Supplied material -
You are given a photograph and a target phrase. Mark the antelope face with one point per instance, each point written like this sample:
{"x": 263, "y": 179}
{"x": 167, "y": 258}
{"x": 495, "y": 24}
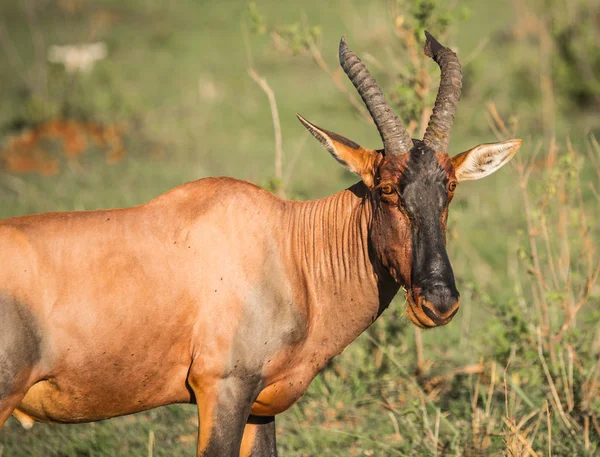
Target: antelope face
{"x": 411, "y": 184}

Your objective - Rewrite the lines above, replacing every instance of "antelope face" with "gazelle face" and leaving everything else unchanged. Omit the pictures from your version.

Solution to this exercise -
You are given a photograph and a target phrase. Mark the gazelle face with one point per instance, each point written like this sample:
{"x": 263, "y": 179}
{"x": 167, "y": 258}
{"x": 495, "y": 24}
Target: gazelle face
{"x": 411, "y": 184}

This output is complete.